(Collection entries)
● ● ● ● ● ● ●

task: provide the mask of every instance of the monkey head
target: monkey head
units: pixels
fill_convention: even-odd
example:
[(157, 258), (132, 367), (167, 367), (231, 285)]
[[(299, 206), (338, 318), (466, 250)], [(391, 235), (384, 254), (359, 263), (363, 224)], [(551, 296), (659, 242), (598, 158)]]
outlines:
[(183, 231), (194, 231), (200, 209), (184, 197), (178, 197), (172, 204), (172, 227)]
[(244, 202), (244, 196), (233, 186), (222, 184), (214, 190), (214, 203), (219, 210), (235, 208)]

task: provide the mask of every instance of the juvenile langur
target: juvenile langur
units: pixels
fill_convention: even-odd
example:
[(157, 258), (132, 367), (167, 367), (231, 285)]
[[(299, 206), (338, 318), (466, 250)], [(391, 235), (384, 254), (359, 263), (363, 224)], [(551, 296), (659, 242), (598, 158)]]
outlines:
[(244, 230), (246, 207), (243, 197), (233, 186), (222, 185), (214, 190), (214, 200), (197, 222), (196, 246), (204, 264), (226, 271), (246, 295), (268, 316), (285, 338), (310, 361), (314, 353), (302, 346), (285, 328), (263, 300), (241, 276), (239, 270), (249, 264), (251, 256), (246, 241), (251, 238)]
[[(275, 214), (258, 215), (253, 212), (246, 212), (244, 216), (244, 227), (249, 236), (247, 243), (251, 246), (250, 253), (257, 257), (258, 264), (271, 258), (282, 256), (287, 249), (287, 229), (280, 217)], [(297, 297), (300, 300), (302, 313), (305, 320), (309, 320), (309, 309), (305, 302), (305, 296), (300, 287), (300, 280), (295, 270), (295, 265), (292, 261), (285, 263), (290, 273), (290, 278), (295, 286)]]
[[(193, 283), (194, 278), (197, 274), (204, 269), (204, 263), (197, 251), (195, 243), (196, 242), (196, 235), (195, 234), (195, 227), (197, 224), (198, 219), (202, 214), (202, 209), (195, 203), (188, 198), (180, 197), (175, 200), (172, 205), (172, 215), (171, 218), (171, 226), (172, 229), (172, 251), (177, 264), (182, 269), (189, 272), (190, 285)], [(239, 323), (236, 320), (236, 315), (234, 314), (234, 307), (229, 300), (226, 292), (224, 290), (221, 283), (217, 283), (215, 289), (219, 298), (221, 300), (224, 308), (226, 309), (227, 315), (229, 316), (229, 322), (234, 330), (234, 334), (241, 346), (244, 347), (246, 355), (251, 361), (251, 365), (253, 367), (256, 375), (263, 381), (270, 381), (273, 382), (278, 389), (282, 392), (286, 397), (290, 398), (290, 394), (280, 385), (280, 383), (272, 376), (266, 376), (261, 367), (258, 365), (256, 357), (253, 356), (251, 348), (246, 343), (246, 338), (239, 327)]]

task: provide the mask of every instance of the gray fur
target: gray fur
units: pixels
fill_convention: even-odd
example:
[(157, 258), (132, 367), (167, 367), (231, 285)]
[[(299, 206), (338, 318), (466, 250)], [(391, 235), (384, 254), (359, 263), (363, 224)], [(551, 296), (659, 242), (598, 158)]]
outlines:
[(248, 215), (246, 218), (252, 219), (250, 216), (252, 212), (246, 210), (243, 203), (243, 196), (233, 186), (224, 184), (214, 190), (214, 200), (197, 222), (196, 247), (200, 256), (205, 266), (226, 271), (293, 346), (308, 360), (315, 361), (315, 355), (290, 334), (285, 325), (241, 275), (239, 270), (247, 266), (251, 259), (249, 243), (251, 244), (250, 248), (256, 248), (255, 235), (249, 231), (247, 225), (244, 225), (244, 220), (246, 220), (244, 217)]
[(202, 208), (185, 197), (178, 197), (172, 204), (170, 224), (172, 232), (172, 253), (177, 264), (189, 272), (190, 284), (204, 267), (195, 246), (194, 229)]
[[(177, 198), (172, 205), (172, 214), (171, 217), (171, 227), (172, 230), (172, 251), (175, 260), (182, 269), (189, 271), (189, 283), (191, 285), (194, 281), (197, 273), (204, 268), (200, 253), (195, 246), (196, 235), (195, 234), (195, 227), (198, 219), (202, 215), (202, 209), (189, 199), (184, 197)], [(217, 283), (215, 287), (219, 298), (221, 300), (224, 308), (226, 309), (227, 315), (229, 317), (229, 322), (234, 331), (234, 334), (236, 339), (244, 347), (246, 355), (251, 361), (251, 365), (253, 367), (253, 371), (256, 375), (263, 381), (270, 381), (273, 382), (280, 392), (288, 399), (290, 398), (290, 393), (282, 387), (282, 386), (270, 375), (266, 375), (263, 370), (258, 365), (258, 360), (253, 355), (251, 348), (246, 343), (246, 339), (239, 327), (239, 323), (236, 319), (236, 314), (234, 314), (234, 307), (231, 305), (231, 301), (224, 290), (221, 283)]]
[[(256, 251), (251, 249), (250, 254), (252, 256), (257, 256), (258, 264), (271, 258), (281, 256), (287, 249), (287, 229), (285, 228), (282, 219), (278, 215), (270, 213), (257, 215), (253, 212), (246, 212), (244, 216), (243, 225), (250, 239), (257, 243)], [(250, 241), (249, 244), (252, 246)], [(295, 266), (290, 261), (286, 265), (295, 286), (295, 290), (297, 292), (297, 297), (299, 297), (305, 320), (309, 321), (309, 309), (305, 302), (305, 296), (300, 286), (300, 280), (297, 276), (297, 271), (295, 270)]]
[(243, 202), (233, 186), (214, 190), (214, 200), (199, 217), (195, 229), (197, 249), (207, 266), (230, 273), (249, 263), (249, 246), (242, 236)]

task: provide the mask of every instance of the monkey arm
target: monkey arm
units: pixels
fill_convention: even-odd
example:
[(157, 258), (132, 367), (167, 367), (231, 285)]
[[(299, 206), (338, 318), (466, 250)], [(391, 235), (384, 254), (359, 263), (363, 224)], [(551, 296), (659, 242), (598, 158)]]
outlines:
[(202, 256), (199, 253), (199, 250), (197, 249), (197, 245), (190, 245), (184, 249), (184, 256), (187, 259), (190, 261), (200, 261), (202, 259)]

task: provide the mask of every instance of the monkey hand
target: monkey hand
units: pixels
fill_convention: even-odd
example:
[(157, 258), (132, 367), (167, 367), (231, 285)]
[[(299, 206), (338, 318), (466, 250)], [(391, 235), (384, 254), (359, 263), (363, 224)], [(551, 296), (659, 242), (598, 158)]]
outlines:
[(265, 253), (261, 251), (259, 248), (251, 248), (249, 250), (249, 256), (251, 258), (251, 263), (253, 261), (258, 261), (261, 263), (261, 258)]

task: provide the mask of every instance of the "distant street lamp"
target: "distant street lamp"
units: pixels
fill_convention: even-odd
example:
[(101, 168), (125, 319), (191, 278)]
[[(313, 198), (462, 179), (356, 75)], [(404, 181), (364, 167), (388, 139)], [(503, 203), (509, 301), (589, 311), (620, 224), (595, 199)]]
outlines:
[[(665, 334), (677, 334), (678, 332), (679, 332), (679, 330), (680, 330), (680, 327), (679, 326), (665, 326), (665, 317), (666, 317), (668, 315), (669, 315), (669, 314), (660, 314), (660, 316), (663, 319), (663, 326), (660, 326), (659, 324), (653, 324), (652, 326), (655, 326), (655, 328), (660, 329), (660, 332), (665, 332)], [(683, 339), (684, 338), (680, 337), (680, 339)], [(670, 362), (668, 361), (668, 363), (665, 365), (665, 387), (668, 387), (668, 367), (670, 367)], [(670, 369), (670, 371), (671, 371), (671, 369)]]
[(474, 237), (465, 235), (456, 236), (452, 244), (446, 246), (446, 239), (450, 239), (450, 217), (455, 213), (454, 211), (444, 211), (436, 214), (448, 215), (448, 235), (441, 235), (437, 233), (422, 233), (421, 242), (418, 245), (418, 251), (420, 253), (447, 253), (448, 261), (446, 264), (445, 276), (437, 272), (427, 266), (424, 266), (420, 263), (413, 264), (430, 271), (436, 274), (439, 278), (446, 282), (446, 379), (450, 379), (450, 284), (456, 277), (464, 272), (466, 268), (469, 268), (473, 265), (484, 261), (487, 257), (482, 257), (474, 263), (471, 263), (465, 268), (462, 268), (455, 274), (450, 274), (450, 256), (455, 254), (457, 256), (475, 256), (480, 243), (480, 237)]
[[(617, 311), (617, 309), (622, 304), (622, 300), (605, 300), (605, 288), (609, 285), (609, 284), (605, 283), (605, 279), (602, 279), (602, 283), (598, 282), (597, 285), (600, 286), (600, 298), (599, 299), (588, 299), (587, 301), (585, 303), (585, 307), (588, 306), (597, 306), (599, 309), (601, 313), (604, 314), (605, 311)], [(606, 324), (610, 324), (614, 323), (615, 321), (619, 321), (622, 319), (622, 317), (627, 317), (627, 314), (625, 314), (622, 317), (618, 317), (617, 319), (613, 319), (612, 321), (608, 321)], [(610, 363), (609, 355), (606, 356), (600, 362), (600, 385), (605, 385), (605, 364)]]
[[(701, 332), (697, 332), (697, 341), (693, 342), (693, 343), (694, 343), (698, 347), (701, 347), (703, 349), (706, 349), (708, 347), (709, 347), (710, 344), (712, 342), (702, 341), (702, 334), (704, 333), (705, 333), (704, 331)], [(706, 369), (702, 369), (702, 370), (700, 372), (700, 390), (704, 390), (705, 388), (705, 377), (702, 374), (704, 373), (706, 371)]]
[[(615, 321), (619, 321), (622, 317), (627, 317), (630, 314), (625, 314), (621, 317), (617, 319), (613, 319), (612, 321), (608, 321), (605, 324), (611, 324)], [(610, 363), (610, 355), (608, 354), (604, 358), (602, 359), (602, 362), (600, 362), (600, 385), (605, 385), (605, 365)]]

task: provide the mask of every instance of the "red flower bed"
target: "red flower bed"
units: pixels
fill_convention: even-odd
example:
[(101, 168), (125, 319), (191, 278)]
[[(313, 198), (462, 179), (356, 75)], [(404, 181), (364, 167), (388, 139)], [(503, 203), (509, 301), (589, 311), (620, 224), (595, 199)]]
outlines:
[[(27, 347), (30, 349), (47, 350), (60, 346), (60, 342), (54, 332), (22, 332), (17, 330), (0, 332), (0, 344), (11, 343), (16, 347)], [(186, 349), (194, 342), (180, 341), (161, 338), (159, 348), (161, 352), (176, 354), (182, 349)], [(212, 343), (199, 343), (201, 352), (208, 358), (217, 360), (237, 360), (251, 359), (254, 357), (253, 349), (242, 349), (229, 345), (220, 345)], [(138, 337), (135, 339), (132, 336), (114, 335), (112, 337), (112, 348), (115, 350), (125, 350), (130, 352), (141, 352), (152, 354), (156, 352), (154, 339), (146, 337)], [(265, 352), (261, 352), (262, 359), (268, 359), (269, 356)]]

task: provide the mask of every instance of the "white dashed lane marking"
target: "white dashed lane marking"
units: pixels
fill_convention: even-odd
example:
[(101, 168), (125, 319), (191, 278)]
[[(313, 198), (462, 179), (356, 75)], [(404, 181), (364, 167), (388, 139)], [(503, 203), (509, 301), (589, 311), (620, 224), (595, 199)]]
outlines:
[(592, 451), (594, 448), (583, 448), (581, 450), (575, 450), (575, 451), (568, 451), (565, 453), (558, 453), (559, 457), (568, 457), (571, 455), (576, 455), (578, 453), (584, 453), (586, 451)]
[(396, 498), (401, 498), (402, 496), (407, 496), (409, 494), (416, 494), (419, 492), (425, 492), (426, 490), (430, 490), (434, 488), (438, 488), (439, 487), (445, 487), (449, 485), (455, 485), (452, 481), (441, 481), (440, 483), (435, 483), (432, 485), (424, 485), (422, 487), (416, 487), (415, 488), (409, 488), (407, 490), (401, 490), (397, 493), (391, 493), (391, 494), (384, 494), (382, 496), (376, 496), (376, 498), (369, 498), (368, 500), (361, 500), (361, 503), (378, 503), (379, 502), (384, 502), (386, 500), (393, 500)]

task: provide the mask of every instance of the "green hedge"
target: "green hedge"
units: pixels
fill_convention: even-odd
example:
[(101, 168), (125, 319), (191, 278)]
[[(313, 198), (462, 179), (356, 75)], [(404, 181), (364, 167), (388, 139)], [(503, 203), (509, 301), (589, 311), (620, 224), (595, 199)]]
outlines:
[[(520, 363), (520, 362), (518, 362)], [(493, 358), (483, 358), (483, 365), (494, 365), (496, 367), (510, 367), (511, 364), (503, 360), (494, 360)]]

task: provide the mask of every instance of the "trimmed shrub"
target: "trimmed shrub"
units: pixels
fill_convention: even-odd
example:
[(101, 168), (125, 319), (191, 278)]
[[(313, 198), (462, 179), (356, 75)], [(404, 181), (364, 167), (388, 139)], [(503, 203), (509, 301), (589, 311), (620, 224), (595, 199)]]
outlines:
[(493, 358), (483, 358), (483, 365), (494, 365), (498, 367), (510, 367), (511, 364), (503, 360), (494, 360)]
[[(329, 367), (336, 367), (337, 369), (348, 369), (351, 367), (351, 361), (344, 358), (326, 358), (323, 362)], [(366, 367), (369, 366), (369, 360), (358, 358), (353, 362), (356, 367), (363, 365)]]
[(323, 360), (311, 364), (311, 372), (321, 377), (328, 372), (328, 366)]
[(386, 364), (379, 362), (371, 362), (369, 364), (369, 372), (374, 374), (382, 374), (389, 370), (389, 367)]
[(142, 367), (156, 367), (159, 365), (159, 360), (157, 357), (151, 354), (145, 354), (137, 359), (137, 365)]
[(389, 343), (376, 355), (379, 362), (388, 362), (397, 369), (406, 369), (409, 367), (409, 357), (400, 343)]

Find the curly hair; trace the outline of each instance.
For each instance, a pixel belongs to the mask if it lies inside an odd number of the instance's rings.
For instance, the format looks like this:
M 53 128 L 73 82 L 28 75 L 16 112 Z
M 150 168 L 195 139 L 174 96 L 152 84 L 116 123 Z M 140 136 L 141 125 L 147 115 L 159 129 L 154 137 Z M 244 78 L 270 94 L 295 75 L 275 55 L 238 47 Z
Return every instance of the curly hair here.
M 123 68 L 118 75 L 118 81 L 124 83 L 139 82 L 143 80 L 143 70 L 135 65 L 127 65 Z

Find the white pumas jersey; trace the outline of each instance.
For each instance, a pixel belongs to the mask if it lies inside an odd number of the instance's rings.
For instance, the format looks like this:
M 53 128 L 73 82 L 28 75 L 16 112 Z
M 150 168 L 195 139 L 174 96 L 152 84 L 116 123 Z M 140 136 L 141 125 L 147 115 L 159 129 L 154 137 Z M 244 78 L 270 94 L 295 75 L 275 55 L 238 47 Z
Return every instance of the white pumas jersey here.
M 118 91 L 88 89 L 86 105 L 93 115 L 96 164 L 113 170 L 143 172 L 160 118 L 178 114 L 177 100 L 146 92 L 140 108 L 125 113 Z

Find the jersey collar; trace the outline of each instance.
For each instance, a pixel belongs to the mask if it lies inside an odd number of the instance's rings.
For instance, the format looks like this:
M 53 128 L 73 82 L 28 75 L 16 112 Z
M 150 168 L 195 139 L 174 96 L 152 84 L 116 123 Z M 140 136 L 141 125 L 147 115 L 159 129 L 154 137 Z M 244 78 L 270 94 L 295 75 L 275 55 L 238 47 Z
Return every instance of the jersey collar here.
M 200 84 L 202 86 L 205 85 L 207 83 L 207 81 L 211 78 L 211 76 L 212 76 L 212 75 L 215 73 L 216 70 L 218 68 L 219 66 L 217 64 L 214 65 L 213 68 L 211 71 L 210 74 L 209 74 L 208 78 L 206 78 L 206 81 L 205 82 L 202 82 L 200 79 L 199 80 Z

● ● ● ● ● ● ●

Exercise objective |
Copy out the lines from the one with "Find the jersey" through the last line of the items, both ends included, without changing anything.

Correct output |
Find the jersey collar; trace the outline of each instance.
For each instance, a pixel belongs to the mask if it lies inside an odd number of the instance's rings.
For instance, the format looks like this:
M 53 128 L 73 82 L 28 75 L 16 112 Z
M 150 168 L 195 139 L 174 96 L 152 84 L 116 123 Z M 140 136 L 141 125 L 147 115 L 159 129 L 154 137 Z M 244 78 L 270 94 L 295 75 L 275 55 L 238 47 Z
Return every instance of the jersey collar here.
M 200 84 L 202 86 L 205 85 L 207 83 L 207 81 L 211 78 L 211 76 L 212 76 L 212 75 L 215 73 L 216 70 L 218 68 L 219 66 L 217 64 L 214 65 L 213 68 L 211 71 L 210 74 L 209 74 L 208 78 L 206 78 L 206 81 L 205 82 L 202 82 L 200 79 L 199 80 Z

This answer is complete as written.